(Record extracts)

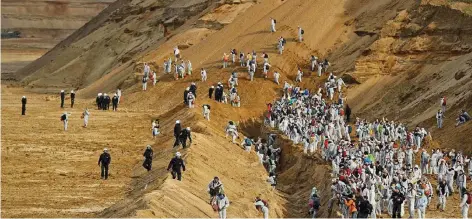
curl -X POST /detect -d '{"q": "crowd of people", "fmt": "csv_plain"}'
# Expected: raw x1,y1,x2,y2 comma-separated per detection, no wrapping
264,69,472,218
17,14,472,219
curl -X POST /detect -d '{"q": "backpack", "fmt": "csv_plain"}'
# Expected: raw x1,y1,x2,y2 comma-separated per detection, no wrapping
245,138,252,146
204,104,211,110
60,114,66,121
274,19,277,24
262,200,269,209
348,125,352,134
301,29,305,34
467,194,472,205
442,98,446,106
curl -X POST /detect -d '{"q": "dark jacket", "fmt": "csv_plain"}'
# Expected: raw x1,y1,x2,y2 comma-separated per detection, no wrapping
391,191,405,205
71,93,76,100
167,157,186,171
98,152,111,166
112,96,119,105
60,92,65,99
143,148,153,160
179,129,192,142
174,124,182,137
22,98,27,105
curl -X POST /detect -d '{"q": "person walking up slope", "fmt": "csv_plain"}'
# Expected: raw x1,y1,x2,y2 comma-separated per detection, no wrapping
167,152,186,181
143,145,153,171
460,188,471,219
98,148,111,180
217,193,230,219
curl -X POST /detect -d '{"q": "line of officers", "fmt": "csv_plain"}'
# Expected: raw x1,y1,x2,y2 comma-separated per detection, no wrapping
96,93,119,111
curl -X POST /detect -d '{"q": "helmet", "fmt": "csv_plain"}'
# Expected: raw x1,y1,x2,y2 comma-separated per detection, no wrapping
61,90,64,92
104,148,108,152
71,90,74,93
186,127,191,131
146,145,151,149
176,152,181,157
176,120,180,124
22,96,26,98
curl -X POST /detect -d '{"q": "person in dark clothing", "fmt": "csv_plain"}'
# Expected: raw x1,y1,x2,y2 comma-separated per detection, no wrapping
190,82,197,98
112,94,119,111
345,104,352,122
179,127,193,149
309,193,321,218
391,189,405,218
98,148,111,180
21,96,27,115
209,86,215,99
184,88,189,104
60,90,65,108
99,94,104,110
96,93,102,110
167,152,186,181
357,196,373,218
142,145,153,171
173,120,182,147
104,94,111,110
70,90,75,108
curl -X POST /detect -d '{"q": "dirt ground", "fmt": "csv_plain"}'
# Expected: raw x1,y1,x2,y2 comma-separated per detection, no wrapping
1,87,155,217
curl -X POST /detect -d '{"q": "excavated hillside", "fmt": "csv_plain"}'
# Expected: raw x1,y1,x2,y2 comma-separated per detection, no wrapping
3,0,472,218
1,0,114,77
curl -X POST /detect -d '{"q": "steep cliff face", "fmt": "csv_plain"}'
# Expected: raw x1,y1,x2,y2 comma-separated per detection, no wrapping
1,0,114,77
341,2,472,152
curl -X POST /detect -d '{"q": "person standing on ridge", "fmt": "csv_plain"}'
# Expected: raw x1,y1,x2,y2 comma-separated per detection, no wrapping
21,96,27,115
167,152,185,181
60,90,65,108
98,148,111,180
70,90,75,108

(End Record extracts)

Aim of the task –
Each line above should be written out again exactly, and no picture should appear in the copy.

Answer to this exercise –
curl -X POST /detect -d '{"q": "crowd of people", "fmt": "csv_plain"}'
# Expected: raw x1,y1,x2,y2 comma-separated per detection, no wrapping
264,69,472,218
17,14,472,219
curl -X POST /detect -d '{"q": "backpack", "fmt": "csv_plain"}'
# Expected: raw x1,y1,x2,y2 comma-separated per detection, no wrapping
245,138,252,146
204,104,211,110
60,114,66,121
274,19,277,24
262,200,269,209
348,125,352,134
301,29,305,34
467,194,472,205
442,98,446,106
curl -X POST /detect -d '{"q": "dark jacket", "fmt": "csv_plain"}'
# Expected: raw x1,y1,x2,y2 comma-separated per detection, no wrapping
391,191,405,205
71,93,76,100
167,157,186,171
98,152,111,166
112,96,119,105
60,92,65,99
143,148,153,160
179,129,192,142
174,124,182,137
22,98,27,105
curl -X POST /detect -d '{"q": "person walking up slope", "fmt": "csv_plain"}'
# Expected: raw x1,y1,x2,y2 comma-separated per detection, no wrapping
167,152,186,181
143,145,153,171
460,188,471,219
98,148,111,180
217,193,230,219
curl -X POST /detect -d '{"q": "line of officers", "fmt": "csv_plain"}'
# Expected: raw x1,y1,x2,y2 comma-separated per detection, no wrapping
96,93,119,111
curl -X POST /detect -d '{"q": "helmet", "fmt": "csv_plain"}'
# Expected: raw x1,y1,x2,y2 comma-separated per detection, no wrapping
61,90,64,92
104,148,108,152
71,90,74,93
186,127,191,131
146,145,151,149
176,152,181,157
176,120,180,124
22,96,26,98
curl -X POST /detect -d '{"q": "person in dark clothing", "fmt": "csv_plain"}'
# Expected: raw x1,y1,x2,y2 comma-separated per detection, no wrapping
190,82,197,98
112,94,119,111
345,104,352,122
179,127,193,149
309,193,321,218
391,189,405,218
98,148,111,180
21,96,27,115
209,86,215,99
184,88,189,104
60,90,65,108
99,94,104,110
96,93,102,110
167,152,186,181
357,196,373,218
142,145,153,171
173,120,182,147
104,94,111,110
70,90,75,108
curl -X POST /detect -d '{"q": "dirt ground", "fmt": "csv_plain"}'
# Expected: raw x1,y1,x2,y2 comma-separated per detection, no wrapping
1,87,155,217
curl -X POST /detect -d '{"q": "excavated hillside", "fmt": "csv_plain"}'
# Expected: raw x1,y1,x2,y2 comma-separated per detection, no wrapping
3,0,472,218
1,0,114,77
curl -X POST /detect -d '{"q": "steep cliff face", "fmt": "csv_plain"}'
# Expected: raw x1,y1,x2,y2 comma-separated per detection, no wrapping
1,0,114,77
341,2,472,152
curl -X POST /detect -d '{"q": "person standing on ridge", "fmt": "csv_plain"}'
# Expected: raw x1,y1,x2,y2 comma-separated per detection, no wrapping
21,96,27,115
167,152,185,181
60,90,65,108
98,148,111,180
70,90,75,108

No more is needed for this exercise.